** Opening DATA TO USE block **
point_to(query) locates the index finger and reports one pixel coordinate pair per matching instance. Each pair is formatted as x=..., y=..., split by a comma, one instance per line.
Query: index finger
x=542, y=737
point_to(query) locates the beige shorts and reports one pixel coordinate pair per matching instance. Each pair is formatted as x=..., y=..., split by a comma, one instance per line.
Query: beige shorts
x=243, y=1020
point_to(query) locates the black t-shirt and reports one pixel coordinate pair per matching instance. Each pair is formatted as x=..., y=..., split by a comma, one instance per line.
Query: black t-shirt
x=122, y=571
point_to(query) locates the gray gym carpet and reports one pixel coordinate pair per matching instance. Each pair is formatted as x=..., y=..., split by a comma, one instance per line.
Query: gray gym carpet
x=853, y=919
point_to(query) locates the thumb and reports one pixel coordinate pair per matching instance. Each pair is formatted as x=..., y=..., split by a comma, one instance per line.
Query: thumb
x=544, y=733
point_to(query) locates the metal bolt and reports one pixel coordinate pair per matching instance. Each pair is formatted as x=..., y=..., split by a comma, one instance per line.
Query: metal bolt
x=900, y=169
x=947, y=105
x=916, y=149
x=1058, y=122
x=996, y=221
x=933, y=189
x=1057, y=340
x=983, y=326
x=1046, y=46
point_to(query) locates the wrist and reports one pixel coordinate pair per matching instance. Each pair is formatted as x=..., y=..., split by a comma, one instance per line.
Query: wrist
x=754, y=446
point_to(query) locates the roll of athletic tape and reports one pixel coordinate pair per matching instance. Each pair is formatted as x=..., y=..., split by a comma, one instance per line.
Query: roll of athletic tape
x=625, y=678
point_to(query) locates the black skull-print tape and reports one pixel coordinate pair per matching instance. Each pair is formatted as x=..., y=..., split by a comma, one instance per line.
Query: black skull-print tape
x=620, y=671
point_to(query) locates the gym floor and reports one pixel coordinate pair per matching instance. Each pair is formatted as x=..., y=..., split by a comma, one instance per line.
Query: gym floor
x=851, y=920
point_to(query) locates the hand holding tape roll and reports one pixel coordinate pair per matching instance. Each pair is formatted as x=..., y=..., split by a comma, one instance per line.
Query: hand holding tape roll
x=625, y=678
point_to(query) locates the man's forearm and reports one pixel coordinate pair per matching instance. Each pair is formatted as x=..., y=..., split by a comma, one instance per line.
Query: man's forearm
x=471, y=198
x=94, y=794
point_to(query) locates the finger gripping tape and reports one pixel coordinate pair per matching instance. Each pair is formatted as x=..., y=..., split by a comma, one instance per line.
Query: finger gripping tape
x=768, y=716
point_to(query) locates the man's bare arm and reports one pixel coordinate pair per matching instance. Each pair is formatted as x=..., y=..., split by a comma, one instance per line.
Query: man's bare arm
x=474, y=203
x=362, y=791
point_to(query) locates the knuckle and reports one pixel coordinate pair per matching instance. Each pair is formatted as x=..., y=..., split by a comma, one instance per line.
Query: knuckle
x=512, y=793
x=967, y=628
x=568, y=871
** Closing DATA TO USE block **
** Opening DATA TO USE block **
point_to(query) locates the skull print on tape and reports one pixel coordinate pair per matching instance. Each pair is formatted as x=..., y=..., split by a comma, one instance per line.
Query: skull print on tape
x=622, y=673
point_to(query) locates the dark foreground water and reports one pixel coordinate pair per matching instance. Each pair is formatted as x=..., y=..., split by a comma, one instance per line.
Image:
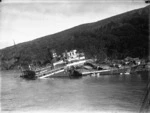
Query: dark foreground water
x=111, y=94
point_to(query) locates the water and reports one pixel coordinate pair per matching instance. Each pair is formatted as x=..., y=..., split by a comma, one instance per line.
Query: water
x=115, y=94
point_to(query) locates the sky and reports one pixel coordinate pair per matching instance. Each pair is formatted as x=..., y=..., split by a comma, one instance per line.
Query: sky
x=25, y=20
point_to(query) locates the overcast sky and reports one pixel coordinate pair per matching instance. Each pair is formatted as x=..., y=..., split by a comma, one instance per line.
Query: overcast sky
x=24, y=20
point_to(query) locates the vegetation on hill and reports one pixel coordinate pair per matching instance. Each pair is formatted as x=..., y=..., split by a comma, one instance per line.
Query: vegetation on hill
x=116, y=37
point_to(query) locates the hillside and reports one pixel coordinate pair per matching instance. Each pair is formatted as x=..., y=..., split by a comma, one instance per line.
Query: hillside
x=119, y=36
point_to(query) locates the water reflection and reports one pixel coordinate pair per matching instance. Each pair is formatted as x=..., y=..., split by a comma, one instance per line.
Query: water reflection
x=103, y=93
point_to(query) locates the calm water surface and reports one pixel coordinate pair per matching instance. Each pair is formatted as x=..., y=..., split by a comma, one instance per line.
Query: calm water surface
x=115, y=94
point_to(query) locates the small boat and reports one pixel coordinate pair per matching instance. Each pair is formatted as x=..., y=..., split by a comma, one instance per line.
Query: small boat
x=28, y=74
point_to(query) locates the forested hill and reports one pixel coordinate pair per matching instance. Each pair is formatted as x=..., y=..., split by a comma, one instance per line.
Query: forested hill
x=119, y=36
** Closing DATA TO USE block **
** Opening DATA TO USE block **
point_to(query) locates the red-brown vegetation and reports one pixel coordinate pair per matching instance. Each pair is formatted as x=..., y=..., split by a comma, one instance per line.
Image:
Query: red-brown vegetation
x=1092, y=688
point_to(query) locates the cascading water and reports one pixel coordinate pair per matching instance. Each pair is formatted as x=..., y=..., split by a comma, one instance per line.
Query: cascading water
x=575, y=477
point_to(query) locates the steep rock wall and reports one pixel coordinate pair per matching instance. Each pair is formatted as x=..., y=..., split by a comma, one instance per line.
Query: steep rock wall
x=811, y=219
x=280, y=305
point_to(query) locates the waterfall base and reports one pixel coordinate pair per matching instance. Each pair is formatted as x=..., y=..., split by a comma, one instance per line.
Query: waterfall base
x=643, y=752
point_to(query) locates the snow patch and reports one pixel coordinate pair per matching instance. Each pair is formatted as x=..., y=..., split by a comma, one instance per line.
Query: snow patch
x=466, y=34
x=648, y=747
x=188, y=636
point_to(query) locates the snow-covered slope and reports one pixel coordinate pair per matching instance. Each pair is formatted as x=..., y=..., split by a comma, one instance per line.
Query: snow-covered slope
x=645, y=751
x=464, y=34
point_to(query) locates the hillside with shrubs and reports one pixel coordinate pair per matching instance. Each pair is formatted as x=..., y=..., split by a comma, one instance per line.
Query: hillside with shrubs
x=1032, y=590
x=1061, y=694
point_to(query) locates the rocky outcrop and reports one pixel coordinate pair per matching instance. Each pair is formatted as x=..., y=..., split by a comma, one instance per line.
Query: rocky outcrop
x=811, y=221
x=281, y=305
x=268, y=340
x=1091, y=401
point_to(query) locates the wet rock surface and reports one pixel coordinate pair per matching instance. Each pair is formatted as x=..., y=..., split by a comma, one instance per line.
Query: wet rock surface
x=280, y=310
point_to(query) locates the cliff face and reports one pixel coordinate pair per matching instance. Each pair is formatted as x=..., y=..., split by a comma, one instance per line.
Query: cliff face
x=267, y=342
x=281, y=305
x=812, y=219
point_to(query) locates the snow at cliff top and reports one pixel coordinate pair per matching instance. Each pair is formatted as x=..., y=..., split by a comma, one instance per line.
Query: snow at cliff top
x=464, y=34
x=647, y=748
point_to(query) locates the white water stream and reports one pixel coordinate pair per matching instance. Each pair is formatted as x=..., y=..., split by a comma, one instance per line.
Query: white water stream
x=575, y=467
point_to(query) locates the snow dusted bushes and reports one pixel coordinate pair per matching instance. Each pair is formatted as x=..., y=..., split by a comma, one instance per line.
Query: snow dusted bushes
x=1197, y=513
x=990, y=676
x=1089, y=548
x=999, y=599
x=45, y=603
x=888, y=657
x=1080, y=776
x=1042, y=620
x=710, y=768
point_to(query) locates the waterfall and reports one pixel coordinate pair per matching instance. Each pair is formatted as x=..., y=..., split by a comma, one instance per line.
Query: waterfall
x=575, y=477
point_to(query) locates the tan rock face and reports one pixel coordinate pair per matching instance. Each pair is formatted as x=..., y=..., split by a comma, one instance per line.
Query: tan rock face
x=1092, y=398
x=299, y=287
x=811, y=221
** Closing DATA TO USE block **
Everything from the line with "Query: snow-covered slope" through the line with "point_to(query) locates the rocky" should be written out exactly as it appears above, end lines included, and nothing outside that range.

Query: snow-covered slope
x=645, y=751
x=464, y=34
point_to(query) locates the hillside with shrubs and reports one pixel coordinate pair per matching instance. Each pair is formatted as x=..., y=..., split by a comma, one instance per line.
Query: hillside with shrubs
x=1032, y=590
x=1061, y=694
point_to(query) locates the rocky outcrop and reports one pixel coordinate pair per matching instance. Each pair is formatted as x=..., y=..., split by a comma, one instance per line.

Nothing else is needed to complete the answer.